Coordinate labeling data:

*-*-*

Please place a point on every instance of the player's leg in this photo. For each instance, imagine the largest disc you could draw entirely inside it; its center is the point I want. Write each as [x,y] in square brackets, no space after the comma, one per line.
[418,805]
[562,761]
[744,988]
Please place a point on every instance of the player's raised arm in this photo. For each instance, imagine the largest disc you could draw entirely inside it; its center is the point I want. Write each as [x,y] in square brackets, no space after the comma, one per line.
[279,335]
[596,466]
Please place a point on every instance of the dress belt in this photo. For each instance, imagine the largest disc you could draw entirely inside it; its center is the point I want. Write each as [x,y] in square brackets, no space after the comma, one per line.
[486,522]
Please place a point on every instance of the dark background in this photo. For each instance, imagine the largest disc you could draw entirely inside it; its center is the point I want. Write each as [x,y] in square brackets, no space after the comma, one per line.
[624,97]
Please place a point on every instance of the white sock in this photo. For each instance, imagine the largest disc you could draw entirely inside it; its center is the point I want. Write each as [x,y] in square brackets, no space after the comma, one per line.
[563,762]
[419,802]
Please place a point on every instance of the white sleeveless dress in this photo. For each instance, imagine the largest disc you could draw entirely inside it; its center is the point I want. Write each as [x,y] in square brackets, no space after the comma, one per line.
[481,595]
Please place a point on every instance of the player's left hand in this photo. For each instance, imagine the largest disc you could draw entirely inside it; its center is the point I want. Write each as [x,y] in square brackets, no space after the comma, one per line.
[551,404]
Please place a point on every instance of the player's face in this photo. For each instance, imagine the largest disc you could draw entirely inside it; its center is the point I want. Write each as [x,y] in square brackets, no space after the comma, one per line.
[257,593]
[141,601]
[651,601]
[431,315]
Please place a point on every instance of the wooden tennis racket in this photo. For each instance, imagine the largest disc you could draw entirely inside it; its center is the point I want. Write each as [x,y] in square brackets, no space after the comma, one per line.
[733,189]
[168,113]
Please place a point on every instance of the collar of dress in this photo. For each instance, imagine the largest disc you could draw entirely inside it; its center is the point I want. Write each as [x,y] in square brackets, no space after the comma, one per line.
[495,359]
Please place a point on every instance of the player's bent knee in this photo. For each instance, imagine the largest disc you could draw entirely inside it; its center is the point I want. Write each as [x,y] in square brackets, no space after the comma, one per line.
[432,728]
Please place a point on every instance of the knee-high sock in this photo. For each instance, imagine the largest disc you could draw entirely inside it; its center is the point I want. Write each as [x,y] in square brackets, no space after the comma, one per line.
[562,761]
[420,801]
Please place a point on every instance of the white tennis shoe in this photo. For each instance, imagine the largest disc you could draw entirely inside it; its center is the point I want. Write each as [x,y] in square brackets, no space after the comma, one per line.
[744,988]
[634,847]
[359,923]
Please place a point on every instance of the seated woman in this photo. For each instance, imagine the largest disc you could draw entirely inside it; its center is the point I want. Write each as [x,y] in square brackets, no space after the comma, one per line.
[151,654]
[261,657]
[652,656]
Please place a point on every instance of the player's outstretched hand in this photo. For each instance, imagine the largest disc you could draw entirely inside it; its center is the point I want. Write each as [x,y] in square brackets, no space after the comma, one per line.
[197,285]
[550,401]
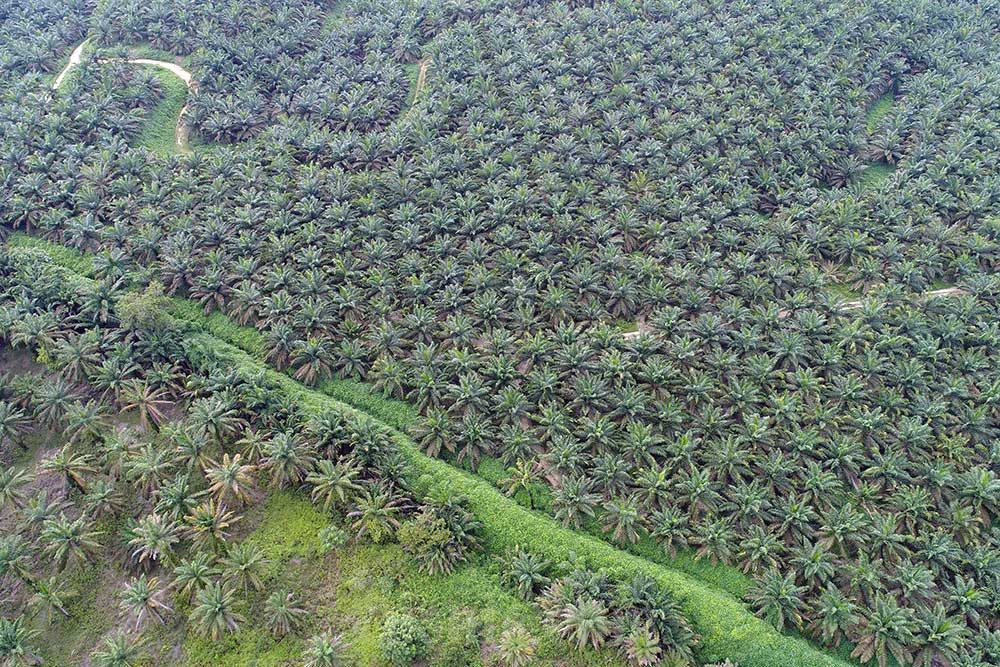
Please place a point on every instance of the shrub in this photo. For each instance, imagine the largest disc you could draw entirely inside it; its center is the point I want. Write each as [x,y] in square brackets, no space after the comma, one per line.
[403,640]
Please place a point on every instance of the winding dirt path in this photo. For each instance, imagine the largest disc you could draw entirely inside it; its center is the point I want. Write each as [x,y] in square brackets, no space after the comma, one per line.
[181,131]
[933,294]
[74,60]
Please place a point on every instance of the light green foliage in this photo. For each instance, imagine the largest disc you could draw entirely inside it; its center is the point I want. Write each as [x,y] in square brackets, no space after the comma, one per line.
[147,310]
[291,529]
[74,260]
[728,629]
[159,128]
[876,174]
[879,110]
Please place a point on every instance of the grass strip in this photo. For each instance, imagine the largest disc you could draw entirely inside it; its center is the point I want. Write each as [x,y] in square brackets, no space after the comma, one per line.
[727,628]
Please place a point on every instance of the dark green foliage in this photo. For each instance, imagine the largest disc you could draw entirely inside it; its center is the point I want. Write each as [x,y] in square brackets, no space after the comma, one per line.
[403,640]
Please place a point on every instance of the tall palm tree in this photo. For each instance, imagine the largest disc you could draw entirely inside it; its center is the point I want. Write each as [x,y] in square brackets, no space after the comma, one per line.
[69,541]
[153,540]
[334,482]
[214,612]
[16,647]
[778,599]
[375,514]
[325,650]
[142,600]
[231,480]
[283,615]
[119,650]
[585,622]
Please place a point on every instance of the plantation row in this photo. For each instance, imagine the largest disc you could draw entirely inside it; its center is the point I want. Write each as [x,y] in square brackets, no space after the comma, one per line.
[249,428]
[572,172]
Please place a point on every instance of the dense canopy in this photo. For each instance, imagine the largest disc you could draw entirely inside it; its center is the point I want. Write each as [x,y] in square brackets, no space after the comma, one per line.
[719,275]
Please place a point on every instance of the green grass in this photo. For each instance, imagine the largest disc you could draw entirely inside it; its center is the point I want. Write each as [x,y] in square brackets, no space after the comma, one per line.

*-*-*

Task details:
Write out all the entries again, word for word, and print no images.

Response to the task:
Please place a point on every instance of the player's leg in this photo. For each instance, imagine the largest disc you could draw entirely inside it; its center is the point I want. Write each as [x,y] in square brackets, no space after the comma, one per line.
[418,805]
[562,761]
[744,988]
Please place a point on every instance of the player's raised arm in this photo. For each instance, imagine the largest disc you could draw entirely inside it; its center is the point I want. Write each as [x,y] in square brackets, no space after the comma, one per line.
[279,335]
[596,466]
Please place a point on every instance of the dress belt in this photo. For each instance, imagine the largest disc you could draw entirely inside it; its center is the point I want. Write each as [x,y] in square brackets, no space after the comma, one per line.
[486,522]
Please place a point on every instance of the dark background in this photo. For each instance, imagine the largest disc you could draw entirely inside it; its center is the point I want. Write each as [x,y] in square brackets, no space after the comma, one per line.
[624,97]
Please place a point on every instance of the white sock in this photo. For each instance, imagine the largest disc you could draw entirely inside it; its center is the point I want. Write each as [x,y] in square brackets, no space after the comma, one per line.
[563,762]
[419,802]
Please place a point on every instance of the white sleeveless dress in this photo. For each instance, imagine the largest disc you could draw entirely inside it; its center is the point I want. Write each as [x,y] in square brackets, no space after the comma, one per line.
[481,595]
Please place a point on every instance of the player's left hand in this photo. For each instance, imagine the largest disc you could draw entirely inside it; its center is the point I want. Write each as [x,y] in square brackets, no space after the comma, one per line.
[551,404]
Please place a point on every instance of the player's face in this photo. For each instance, imagine the largest disc you could draw entirely inside it; its center is the point I want. Write each as [x,y] in square brackets, no space after the comma, one per line.
[257,593]
[141,601]
[651,601]
[431,315]
Please place a point on every instance of the wooden tennis racket in this photo. For each instance, imagine the largest disc you could draw entirely inside it; its center is the point I want. Write each as [x,y] in square brackets, no space after the comma, one per line.
[733,189]
[168,113]
Please place a point on every instance of the collar of dress in this photo. For each instance, imagine the largest disc you could draw entirely inside it; its center is the point I want. Write each as [x,y] in square brackets, no space after the comma, one per line.
[495,359]
Please place a point on every instance of the player's bent knee in this photo. For each instance, imagine the largest disc you could draw entirely inside it; its center is the point I want. Write each as [x,y] in square brackets, no space after the comma, one per line.
[432,728]
Please place a point on every instance of the knee-high sock in this photo. For each instance, imagine the largest disc you could draw entirely inside it; its center is the point I want. Write each as [x,y] in square brackets, no space after the comma, one per line.
[562,761]
[420,801]
Please place a point on every instance of the white tennis shoe in this photo. For each instance, imagine the largest disc you could draw entirely inside it; its center is the point I want. Write each as [x,y] in square brackets, no space after the comma, one per line.
[744,988]
[634,847]
[359,923]
Please place a point on every instance of the seated woman in this photo. For each instance, imagine the largest disc you could draw entirely inside it; its center is the point I want. Write each as [x,y] in square brackets, no space after the comma, one per line.
[151,654]
[261,657]
[652,656]
Please place a point on every instance of the player's outstretched hand in this photo. For each instance, imagine the largest disc you could draw entirely inside it; its center is the point I want. Write each as [x,y] in square brackets, no space after the comma, one per line.
[197,285]
[550,401]
Please place a point on every instance of the shrub in this photo. For each instance, imagine the largest disc you could draw entirely inside it; its center is the point I want. Write each as [x,y] in square brackets, no space after the comma, one per line.
[403,640]
Please place a point on every instance of the winding dirt path in this photo. For each instance, imagine the largest disc you could draw entirely inside it; its center is the point I want. Write each as [x,y] in square brackets, no space after the comma, one per line.
[181,131]
[933,294]
[74,60]
Please place a point on every instance of the light green foliage in this photo. For each instance, imagine the largest disc you could draw entirely inside it; its center is the point I want. Write each as [x,y] in square brackets, no space after the comma, one per line.
[147,310]
[291,529]
[74,260]
[728,629]
[159,128]
[876,174]
[879,110]
Please place a point on every instance of the grass strip in this photo. For each instance, imagine the largest disc you could draw entirely inside it; its center is the point I want. Write each as [x,y] in square brackets, no space after the comma, one per line.
[727,628]
Please place a point on every instance of the dark green foliage in this photo. For each instance, imagine the largest disc you could draw entirely inside it; its center is the point I want. Write each as [x,y] in square brackets, no space after the comma, one per line.
[403,640]
Please place a point on every instance of the tall palm tree in this photo. For each instance, imagine the largest disc you could draw entirely inside it; its center is the point I want. Write each as [x,y] in square brackets, no space after the comma, one per line.
[69,541]
[153,540]
[334,482]
[214,612]
[16,647]
[778,599]
[375,514]
[325,650]
[142,600]
[231,480]
[283,615]
[119,650]
[585,622]
Please place a point on every instance of the plantation row in this photo. For each instance, imagine the largest disc you could draw entirely inside it; its center is the point I want. Write each as [x,y] in square brackets, no space after the comma, one per line.
[249,428]
[572,172]
Please place a point on every instance of the dense canopy in this photo. For each instance, imagine the largest disc you could draw entirely inside it; its center is the point I want. Write each as [x,y] in square brackets, no space after the comma, one per line.
[719,275]
Please place a point on every instance of the green grass in this photo. For each instance, imagine the largest disc you could draw entirely inside it; its center is the point I want. Write each as [x,y] in square brackets, no space after the comma, one per line.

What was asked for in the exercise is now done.